======== MATERIALS PROVIDED

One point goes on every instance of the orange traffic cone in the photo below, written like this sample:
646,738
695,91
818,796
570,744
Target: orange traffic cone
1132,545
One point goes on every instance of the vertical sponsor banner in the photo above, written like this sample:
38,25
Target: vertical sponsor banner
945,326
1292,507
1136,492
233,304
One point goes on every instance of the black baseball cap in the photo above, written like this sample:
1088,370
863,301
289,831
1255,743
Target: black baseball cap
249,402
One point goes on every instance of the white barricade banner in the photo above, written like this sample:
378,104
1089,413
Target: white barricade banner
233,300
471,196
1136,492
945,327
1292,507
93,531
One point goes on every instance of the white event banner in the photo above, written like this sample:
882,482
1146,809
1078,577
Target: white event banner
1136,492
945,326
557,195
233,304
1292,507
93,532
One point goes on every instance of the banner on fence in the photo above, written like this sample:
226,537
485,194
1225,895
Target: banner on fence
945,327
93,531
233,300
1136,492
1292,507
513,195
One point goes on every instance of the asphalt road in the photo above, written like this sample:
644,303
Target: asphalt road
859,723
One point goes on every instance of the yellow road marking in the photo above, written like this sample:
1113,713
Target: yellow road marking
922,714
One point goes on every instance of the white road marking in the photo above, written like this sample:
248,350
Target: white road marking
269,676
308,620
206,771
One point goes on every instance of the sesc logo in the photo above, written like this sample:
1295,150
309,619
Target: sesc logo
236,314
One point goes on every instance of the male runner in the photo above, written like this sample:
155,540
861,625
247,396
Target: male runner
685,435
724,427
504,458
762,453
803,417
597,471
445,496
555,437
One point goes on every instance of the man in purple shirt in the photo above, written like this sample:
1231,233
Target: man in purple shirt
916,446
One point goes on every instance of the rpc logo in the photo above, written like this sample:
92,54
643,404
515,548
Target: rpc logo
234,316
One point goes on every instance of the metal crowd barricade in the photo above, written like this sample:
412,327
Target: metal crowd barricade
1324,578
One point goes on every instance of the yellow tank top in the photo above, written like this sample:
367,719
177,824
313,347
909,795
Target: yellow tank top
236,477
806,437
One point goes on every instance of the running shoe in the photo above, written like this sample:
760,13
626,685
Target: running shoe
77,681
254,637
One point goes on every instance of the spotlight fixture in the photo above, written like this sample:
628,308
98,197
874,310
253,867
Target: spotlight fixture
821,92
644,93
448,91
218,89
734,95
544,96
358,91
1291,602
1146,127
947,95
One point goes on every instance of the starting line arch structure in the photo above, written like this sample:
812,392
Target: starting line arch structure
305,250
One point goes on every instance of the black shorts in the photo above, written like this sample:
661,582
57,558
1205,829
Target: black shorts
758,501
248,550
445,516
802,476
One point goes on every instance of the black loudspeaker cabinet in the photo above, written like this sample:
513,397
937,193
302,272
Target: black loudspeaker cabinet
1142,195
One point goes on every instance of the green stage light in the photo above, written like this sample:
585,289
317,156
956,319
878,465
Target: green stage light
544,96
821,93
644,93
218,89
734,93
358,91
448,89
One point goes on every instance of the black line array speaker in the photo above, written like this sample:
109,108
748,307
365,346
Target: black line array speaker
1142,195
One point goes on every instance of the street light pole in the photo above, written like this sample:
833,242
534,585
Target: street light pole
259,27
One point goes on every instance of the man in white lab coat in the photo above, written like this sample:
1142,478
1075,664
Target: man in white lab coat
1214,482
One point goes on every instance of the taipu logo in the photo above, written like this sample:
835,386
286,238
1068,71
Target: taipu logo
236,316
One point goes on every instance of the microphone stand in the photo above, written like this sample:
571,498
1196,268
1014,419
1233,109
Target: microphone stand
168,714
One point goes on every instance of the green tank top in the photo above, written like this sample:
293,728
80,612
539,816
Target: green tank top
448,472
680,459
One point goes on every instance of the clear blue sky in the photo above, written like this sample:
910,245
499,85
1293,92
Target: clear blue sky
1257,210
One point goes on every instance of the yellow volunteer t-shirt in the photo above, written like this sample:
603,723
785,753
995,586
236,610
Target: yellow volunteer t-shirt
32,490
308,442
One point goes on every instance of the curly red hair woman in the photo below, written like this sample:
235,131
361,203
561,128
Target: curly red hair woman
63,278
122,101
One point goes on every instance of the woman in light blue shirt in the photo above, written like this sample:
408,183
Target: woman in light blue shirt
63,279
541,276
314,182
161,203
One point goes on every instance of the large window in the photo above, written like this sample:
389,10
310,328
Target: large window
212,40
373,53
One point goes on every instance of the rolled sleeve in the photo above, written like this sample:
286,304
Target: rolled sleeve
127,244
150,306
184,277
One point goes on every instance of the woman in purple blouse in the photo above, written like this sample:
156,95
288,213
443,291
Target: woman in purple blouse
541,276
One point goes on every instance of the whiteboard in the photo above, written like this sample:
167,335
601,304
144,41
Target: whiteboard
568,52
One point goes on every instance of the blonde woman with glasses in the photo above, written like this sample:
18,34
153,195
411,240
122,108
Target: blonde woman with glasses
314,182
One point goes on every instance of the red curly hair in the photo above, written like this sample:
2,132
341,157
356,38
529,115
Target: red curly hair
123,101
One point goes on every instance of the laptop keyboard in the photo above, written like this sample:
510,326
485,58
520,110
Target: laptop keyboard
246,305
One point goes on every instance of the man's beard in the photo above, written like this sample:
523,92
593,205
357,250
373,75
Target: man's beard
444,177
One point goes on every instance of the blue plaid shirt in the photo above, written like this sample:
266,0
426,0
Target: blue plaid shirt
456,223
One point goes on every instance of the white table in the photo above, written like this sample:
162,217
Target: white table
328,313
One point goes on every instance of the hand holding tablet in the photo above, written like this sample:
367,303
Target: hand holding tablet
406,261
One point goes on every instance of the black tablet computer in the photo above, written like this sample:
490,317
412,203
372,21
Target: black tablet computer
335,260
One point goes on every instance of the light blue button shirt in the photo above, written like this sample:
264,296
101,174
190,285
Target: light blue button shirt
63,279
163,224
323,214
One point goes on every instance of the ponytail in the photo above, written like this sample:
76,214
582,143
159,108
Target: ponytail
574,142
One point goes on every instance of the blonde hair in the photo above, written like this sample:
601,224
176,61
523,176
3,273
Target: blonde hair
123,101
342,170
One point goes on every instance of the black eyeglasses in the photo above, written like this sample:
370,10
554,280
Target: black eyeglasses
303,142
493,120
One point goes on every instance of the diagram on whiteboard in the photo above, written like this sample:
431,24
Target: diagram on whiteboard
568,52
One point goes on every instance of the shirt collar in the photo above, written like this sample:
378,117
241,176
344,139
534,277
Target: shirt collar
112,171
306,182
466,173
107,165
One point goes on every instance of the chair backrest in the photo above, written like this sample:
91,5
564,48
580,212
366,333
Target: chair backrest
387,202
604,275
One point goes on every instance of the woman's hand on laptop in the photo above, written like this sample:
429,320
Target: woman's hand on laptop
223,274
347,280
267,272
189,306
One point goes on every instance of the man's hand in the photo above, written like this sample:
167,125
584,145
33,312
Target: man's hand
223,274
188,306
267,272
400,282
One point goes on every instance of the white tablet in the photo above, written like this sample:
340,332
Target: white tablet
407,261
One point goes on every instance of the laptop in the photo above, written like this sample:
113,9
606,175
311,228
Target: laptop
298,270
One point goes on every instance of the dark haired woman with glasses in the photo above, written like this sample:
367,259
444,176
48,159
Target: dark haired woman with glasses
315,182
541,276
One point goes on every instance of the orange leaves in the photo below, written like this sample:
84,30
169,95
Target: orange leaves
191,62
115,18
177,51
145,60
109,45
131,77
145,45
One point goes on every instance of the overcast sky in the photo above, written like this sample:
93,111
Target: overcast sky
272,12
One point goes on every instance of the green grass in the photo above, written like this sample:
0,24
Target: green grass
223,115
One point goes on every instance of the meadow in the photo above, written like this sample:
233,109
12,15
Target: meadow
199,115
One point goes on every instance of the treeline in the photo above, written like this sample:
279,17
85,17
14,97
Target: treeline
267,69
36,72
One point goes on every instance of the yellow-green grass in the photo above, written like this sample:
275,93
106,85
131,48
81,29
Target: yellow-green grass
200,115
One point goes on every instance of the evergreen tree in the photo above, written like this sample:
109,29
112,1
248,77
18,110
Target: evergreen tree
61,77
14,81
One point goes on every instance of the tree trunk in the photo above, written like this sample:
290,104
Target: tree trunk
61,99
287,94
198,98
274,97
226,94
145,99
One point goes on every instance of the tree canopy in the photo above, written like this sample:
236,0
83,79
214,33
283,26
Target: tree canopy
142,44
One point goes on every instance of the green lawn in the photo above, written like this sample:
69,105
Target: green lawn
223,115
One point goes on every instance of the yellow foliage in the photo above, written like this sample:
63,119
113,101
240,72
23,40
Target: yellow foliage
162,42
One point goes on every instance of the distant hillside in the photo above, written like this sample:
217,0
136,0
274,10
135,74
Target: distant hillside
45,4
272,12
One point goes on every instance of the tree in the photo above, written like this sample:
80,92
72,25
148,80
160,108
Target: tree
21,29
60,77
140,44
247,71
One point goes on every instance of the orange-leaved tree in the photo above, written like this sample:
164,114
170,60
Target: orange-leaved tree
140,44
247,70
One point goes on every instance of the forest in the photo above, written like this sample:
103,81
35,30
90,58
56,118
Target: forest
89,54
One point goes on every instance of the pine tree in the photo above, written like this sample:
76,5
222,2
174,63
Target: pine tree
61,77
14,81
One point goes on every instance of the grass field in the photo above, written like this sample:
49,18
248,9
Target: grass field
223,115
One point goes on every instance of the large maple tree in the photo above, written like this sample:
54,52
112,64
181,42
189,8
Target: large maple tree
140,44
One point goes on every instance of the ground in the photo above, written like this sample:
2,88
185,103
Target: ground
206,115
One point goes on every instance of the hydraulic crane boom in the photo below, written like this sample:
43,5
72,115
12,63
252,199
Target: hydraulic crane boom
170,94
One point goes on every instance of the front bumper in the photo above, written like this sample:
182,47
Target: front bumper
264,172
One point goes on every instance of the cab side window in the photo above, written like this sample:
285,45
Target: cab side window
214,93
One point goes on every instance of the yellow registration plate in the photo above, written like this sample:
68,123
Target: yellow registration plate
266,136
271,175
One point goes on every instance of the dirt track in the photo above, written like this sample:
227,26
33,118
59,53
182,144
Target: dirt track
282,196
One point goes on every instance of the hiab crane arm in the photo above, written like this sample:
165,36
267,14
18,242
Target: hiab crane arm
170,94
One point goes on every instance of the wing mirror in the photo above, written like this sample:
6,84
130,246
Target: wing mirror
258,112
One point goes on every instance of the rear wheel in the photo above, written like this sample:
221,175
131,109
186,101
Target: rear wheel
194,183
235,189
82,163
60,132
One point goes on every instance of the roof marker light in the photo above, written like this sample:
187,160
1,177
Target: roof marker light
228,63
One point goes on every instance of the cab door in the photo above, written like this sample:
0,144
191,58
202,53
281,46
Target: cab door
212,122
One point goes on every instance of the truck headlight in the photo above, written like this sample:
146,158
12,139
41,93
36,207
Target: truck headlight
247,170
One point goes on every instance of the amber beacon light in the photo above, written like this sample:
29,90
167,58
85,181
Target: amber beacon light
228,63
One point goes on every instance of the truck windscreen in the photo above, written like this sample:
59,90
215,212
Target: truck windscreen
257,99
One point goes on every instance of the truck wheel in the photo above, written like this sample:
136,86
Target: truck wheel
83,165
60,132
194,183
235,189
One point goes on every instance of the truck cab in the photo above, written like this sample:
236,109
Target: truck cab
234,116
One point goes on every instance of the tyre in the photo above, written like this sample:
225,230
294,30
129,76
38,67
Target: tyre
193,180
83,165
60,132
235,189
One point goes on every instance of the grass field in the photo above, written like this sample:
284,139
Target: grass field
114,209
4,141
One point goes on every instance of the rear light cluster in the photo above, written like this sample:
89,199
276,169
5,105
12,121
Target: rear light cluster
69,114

================

Please filter the listing down to lines that include the word "below".

One point goes on every instance of the orange traffic cone in the photo below, written like this sample:
One point goes on every instance of the curly red hair woman in the photo below, written like this sample:
One point goes on every instance of the orange leaves in the photo below, written like this sample:
One point goes on every instance of the hydraulic crane boom in the photo below, written like this sample:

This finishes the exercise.